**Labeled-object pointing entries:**
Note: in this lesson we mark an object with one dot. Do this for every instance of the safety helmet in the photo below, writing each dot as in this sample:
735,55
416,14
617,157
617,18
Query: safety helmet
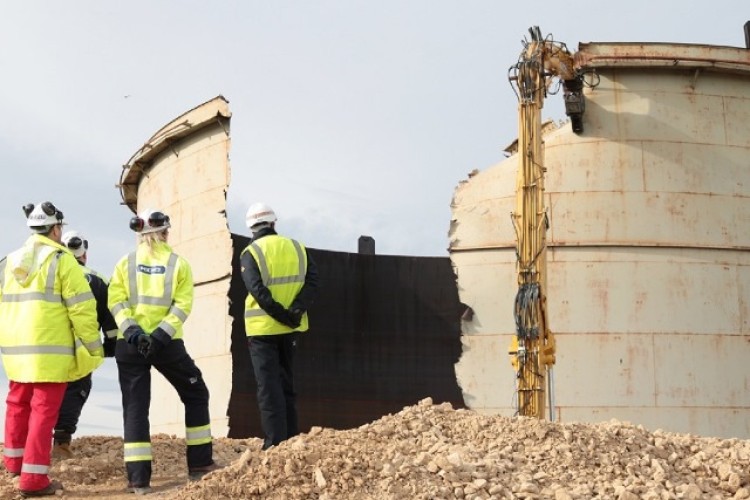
76,242
41,216
150,221
259,213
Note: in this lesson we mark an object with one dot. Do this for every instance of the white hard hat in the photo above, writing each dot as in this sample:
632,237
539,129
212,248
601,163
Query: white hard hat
259,213
41,216
76,242
150,221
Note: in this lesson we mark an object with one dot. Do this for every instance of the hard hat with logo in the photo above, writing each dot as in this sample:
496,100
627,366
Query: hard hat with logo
150,221
41,216
259,213
76,242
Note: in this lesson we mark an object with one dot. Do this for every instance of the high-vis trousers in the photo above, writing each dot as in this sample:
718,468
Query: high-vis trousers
273,364
70,410
30,414
135,384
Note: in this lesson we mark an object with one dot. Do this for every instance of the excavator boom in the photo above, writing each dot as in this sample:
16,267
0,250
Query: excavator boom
533,347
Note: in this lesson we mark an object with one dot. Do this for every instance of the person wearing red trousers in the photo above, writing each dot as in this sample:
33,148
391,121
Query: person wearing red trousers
48,336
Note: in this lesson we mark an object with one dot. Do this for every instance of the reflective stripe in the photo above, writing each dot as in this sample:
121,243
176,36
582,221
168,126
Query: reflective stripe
36,349
168,329
198,435
137,452
23,297
2,272
48,295
128,323
95,344
13,452
81,297
286,279
262,265
166,299
132,277
35,469
181,315
281,280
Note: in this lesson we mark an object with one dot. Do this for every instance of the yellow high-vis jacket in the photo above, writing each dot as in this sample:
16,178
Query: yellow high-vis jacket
282,264
151,288
48,326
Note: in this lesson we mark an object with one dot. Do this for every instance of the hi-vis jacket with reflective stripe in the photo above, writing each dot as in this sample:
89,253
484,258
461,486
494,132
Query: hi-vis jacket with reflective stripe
282,263
152,288
48,327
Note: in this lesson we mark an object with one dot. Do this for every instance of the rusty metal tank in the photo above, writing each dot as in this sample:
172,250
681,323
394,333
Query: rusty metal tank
648,269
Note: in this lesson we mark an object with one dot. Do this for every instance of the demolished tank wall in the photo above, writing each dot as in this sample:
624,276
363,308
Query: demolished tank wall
648,262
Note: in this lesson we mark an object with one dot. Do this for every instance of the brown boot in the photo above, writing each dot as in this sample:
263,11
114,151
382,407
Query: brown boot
51,489
62,451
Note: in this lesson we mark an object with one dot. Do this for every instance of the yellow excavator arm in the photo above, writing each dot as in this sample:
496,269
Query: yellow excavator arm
533,347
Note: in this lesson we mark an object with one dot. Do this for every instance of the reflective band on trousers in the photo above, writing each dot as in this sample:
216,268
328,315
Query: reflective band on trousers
166,299
198,435
137,452
34,469
13,452
281,280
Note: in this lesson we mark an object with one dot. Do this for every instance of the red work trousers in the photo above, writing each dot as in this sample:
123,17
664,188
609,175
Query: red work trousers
31,411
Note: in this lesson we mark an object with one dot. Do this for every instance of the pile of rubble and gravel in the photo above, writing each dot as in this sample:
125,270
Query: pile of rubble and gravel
432,451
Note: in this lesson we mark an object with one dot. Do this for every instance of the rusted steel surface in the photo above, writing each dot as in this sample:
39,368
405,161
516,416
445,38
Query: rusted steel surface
648,262
665,55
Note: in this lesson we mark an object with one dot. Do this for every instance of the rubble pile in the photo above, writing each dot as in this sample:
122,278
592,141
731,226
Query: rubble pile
430,451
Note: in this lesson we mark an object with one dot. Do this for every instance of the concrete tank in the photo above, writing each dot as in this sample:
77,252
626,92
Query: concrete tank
648,276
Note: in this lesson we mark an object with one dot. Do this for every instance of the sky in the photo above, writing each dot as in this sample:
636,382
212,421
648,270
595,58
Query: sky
349,117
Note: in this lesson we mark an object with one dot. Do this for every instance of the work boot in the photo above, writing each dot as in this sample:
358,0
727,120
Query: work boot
195,473
62,451
50,490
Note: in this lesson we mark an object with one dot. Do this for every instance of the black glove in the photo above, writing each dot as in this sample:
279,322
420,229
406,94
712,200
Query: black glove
144,344
109,347
132,334
295,316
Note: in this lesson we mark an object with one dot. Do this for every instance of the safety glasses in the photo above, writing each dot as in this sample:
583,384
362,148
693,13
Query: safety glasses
75,243
47,207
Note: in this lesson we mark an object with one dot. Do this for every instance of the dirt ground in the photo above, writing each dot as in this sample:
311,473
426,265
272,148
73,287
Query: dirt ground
430,451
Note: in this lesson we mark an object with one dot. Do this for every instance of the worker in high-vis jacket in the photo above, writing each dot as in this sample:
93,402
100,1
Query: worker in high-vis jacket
282,281
78,391
48,336
151,296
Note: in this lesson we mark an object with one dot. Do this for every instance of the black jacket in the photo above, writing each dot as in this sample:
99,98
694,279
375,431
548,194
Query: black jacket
103,315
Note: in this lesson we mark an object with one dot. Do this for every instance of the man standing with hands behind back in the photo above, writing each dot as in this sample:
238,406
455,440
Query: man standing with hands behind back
282,281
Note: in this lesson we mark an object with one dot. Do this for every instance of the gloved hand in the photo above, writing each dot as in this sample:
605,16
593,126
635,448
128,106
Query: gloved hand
144,344
295,316
109,347
132,334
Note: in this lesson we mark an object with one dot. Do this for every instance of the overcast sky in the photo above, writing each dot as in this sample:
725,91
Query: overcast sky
349,117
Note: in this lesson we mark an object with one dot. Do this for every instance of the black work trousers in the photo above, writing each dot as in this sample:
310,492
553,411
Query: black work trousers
75,397
176,365
273,364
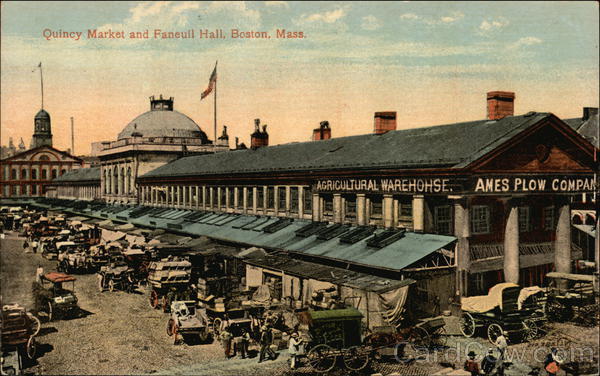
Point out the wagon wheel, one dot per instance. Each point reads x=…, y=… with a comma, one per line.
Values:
x=531, y=329
x=356, y=358
x=50, y=311
x=321, y=358
x=467, y=324
x=419, y=338
x=100, y=283
x=439, y=338
x=217, y=326
x=494, y=331
x=175, y=330
x=31, y=348
x=154, y=299
x=170, y=327
x=111, y=285
x=36, y=325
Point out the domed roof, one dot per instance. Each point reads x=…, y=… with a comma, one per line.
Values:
x=162, y=124
x=42, y=114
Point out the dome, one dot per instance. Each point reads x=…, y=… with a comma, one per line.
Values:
x=42, y=114
x=163, y=124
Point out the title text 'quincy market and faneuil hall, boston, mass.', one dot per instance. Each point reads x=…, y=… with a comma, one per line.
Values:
x=456, y=208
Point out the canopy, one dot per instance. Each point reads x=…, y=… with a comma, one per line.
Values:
x=485, y=303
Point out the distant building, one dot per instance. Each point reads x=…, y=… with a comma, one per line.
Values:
x=152, y=139
x=27, y=173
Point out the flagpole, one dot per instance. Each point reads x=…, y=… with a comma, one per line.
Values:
x=215, y=111
x=42, y=85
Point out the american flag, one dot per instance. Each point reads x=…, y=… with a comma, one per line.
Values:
x=211, y=84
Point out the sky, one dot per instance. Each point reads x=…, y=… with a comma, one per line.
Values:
x=432, y=62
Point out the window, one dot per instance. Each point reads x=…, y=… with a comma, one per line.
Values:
x=376, y=209
x=443, y=219
x=350, y=207
x=294, y=199
x=231, y=195
x=270, y=197
x=549, y=218
x=281, y=198
x=307, y=200
x=480, y=219
x=405, y=206
x=260, y=195
x=524, y=219
x=250, y=198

**Aim:**
Write out everything from the line containing "Point out the domed" down to the line containing "x=456, y=208", with "one dot per instance" replaced by "a single dot for each instance" and all else unchanged.

**Completed exercise:**
Point out the domed roof, a single dot for each instance. Each point reads x=…, y=… with a comma, one per line.
Values:
x=162, y=124
x=42, y=114
Point out the dome, a single dot for each instance. Each point reads x=…, y=… with a comma, one per line.
Values:
x=42, y=114
x=163, y=124
Point out the title text 'quincy market and faneuil hall, boston, mass.', a single dot for each instance. Each point reads x=…, y=… with a comma, one per line.
Values:
x=456, y=208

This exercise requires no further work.